__Extracted text__
Courtney v. Pradt
Decision Date | 25 January 1908 |
Docket Number | 1,772. |
Citation | 160 F. 561 |
Parties | COURTNEY v. PRADT et al. |
Court | U.S. Court of Appeals — Sixth Circuit |
A. P Humphrey and W. B. Dixon, for plaintiff in error.
H. C Gillis and Neal Brown, for defendants in error.
Before LURTON and RICHARDS, Circuit Judges, and KNAPPEN, District judge.
The plaintiff in error, a citizen of Kentucky, brought suit in the circuit court for Powell county, Ky., by attachment under section 194 of the Kentucky Code of Practice, which gives the plaintiff the right, at or after the commencement of an action, to an attachment against the property of the defendant, including garnishees, as security for the satisfaction of judgment in an action for the recovery of money against a nonresident defendant. The defendants are all nonresidents of Kentucky. The defendant Louis A. Pradt is executor, and the other defendants legatees and beneficiaries, under the will of Merritt B. Atwater, who died a citizen of and domiciled within the state of Wisconsin, by whose courts the will has been admitted to probate and letters testamentary issued to the executor named; the estate not being closed.
The cause of action is upon an alleged indebtedness from the testator and William C. Atwater, as copartners, to the plaintiff. The will has not been proven in Kentucky, nor has any administration, ancillary or otherwise, been had therein. No service, actual or constructive, was had upon and no jurisdiction obtained over any of the defendants, unless such jurisdiction was obtained over the defendant Louis A. Pradt, executor. As to him, constructive service was attempted to be had by garnishing the Atwater & Allen Land & Lumber Company, a Wisconsin corporation, on account of an alleged indebtedness from said company to said executor, by way of a dividend declared since the testator's death upon stock in said company held by him, and since his death by his executor, as such. By reason of diverse citizenship of the parties the suit was removed to the United States Circuit Court. The defendant Pradt, executor, moved to dismiss the suit for lack of jurisdiction in the Kentucky courts to maintain suit against him upon the cause of action mentioned, also for lack of jurisdiction over the garnishee defendant, and for various irregularities in the attachment proceedings. The suit was dismissed.
To review this judgment the plaintiff, because of uncertainty whether the action is to be treated as one at law or in equity, has taken both an appeal and a writ of error. The uncertainty arises from the fact that under the Kentucky procedure the plaintiff is required to file a petition in equity where attachment is sought against nonresident defendants, and this suit was thus, in the state court, in equity. The difference between causes of action at law and in equity is matter of substance, and not of form. The suit being upon a legal right of action, the fact that by the state procedure the remedy by attachment is given in equity does not make the cause an equitable one in the federal courts. Highland Boy Gold Min. Co. v. Strickley, 116 F. 852, 54 C.C.A. 186; Files v. Brown, 124 F. 133, 59 C.C.A. 403; Board of Councilmen v. Deposit Bank, 124 F. 18, 59 C.C.A. 538. The appeal will be dismissed, and the writ of error retained. Hurst v. Hollingsworth, 94 U.S. 111, 24 L.Ed. 31.

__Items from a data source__
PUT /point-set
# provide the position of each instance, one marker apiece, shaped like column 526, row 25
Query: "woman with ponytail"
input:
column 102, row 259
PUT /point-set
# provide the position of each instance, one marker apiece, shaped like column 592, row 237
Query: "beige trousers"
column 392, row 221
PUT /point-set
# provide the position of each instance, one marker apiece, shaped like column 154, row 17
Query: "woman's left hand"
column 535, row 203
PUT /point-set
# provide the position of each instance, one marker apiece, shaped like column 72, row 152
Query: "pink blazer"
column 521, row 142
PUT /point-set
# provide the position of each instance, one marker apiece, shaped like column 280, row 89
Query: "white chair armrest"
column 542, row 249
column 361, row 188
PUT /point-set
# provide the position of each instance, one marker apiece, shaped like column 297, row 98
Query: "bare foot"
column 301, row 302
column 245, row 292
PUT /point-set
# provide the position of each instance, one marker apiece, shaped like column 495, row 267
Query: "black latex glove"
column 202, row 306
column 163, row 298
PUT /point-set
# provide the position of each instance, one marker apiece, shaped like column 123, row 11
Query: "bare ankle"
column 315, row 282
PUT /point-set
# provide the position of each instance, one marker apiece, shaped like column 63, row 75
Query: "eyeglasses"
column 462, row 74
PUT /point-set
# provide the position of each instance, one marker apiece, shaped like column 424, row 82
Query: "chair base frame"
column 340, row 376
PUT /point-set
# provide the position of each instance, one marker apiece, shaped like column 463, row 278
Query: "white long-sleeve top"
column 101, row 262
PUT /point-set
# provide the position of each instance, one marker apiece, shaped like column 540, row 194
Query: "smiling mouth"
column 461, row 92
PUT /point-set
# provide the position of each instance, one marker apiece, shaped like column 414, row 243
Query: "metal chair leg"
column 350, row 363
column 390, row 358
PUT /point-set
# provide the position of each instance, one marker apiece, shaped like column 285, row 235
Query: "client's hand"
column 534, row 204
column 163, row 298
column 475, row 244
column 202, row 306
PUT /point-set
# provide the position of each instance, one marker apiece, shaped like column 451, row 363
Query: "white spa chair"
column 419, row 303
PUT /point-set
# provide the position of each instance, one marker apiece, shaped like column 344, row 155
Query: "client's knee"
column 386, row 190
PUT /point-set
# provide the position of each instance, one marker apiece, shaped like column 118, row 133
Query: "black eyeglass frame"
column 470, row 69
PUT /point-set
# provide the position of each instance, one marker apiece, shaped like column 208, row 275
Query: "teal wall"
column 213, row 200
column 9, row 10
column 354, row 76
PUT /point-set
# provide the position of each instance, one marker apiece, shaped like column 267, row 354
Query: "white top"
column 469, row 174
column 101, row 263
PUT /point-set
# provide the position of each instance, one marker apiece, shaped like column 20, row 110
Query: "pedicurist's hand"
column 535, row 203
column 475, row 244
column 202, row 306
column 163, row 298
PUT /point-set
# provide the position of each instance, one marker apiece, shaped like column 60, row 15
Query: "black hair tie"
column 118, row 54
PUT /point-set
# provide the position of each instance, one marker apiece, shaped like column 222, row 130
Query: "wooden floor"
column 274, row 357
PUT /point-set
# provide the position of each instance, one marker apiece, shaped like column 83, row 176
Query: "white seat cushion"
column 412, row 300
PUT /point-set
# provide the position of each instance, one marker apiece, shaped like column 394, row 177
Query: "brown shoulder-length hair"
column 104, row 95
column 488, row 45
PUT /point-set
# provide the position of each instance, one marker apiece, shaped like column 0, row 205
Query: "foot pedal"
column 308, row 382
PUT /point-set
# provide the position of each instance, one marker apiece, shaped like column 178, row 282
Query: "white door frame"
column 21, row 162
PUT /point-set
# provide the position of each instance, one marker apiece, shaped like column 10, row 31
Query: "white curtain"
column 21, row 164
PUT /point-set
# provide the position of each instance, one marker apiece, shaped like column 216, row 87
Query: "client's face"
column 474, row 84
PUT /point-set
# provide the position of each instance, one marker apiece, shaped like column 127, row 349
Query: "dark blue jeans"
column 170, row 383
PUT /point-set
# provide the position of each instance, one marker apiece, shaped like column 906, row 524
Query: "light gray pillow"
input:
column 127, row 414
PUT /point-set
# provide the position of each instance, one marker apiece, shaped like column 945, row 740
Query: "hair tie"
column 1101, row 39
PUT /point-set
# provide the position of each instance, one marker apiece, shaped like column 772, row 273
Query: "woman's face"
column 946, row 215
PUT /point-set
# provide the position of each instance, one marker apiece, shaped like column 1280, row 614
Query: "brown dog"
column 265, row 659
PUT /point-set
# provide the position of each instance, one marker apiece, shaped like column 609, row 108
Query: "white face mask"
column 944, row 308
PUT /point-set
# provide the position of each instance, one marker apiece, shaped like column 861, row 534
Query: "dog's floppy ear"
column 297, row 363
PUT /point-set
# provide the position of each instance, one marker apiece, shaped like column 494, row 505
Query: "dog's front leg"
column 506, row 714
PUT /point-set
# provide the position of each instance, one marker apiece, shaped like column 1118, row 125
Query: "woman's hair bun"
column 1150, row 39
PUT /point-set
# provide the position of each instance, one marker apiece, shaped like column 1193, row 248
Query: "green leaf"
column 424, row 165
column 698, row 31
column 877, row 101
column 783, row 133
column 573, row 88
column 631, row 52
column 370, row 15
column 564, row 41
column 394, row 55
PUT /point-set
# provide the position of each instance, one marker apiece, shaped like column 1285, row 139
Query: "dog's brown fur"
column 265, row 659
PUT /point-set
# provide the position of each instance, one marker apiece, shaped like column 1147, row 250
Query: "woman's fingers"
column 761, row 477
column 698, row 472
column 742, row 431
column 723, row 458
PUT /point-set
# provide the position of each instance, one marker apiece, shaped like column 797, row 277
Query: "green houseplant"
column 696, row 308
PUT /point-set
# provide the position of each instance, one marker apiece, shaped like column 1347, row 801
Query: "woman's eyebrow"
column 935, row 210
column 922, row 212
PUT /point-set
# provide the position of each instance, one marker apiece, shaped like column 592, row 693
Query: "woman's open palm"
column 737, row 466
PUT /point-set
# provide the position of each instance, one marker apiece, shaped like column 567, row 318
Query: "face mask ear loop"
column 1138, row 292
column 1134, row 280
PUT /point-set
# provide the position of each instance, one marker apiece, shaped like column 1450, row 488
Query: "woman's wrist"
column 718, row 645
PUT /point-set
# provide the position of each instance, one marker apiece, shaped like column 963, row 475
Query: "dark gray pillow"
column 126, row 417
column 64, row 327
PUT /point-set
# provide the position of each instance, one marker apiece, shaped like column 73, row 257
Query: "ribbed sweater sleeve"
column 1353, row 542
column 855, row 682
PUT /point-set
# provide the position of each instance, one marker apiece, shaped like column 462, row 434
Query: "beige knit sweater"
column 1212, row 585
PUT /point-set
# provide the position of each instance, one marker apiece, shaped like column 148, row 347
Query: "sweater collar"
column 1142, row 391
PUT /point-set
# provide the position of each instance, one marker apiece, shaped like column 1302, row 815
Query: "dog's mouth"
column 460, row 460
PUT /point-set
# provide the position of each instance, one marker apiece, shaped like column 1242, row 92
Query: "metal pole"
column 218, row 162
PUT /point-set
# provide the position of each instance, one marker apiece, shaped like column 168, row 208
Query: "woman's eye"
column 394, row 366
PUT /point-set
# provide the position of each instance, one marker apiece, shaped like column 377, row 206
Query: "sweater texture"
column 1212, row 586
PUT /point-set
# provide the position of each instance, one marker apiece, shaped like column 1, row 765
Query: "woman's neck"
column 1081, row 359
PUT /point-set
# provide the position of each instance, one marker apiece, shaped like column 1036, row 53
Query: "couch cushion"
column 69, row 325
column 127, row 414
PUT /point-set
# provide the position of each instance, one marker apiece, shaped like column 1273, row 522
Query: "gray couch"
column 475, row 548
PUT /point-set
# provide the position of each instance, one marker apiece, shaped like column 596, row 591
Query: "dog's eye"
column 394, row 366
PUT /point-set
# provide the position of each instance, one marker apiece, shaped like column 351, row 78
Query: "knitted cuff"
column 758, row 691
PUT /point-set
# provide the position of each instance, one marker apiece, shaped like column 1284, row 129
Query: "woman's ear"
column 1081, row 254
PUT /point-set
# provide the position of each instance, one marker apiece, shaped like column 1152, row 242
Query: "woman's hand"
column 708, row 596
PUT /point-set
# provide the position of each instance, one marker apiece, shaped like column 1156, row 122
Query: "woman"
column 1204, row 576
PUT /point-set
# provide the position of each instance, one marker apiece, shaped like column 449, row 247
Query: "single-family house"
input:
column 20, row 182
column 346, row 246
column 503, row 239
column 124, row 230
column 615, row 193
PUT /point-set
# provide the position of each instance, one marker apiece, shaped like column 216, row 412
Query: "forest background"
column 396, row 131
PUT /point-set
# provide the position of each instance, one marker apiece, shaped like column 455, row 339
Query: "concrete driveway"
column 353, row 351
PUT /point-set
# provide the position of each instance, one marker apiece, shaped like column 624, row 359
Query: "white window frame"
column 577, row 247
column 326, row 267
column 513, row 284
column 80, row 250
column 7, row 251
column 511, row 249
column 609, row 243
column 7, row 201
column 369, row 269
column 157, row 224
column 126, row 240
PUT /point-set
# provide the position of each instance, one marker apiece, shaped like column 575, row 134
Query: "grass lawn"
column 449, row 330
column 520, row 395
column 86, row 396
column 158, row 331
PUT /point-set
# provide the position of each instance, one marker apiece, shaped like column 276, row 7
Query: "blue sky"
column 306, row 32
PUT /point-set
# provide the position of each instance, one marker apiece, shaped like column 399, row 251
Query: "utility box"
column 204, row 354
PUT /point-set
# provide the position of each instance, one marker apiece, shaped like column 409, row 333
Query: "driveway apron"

__Task instructions__
1 – According to the case text, what court decided Courtney v. Pradt?
2 – Duplicate the part of the case text that opens with the words containing "The plaintiff in" and closes with "not being closed.".
3 – Condense the paragraph of the case text beginning "The plaintiff in error, a citizen of Kentucky" into a shorter version that keeps its main facts.

__Answers to each task__
1 – The U.S. Court of Appeals for the Sixth Circuit.

2 –
The plaintiff in error, a citizen of Kentucky, brought suit in the circuit court for Powell county, Ky., by attachment under section 194 of the Kentucky Code of Practice, which gives the plaintiff the right, at or after the commencement of an action, to an attachment against the property of the defendant, including garnishees, as security for the satisfaction of judgment in an action for the recovery of money against a nonresident defendant. The defendants are all nonresidents of Kentucky. The defendant Louis A. Pradt is executor, and the other defendants legatees and beneficiaries, under the will of Merritt B. Atwater, who died a citizen of and domiciled within the state of Wisconsin, by whose courts the will has been admitted to probate and letters testamentary issued to the executor named; the estate not being closed.

3 – The plaintiff in error, a Kentucky citizen, sued in the circuit court for Powell county, Ky. The suit proceeded by attachment under section 194 of the Kentucky Code of Practice. That section allows attachment of a nonresident defendant's property, including garnishees, as security for a money judgment. All the defendants are nonresidents of Kentucky. Louis A. Pradt is the executor, and the others are legatees and beneficiaries under the will of Merritt B. Atwater. Atwater died a citizen of Wisconsin, where the courts admitted the will to probate and issued letters testamentary. The estate is not yet closed.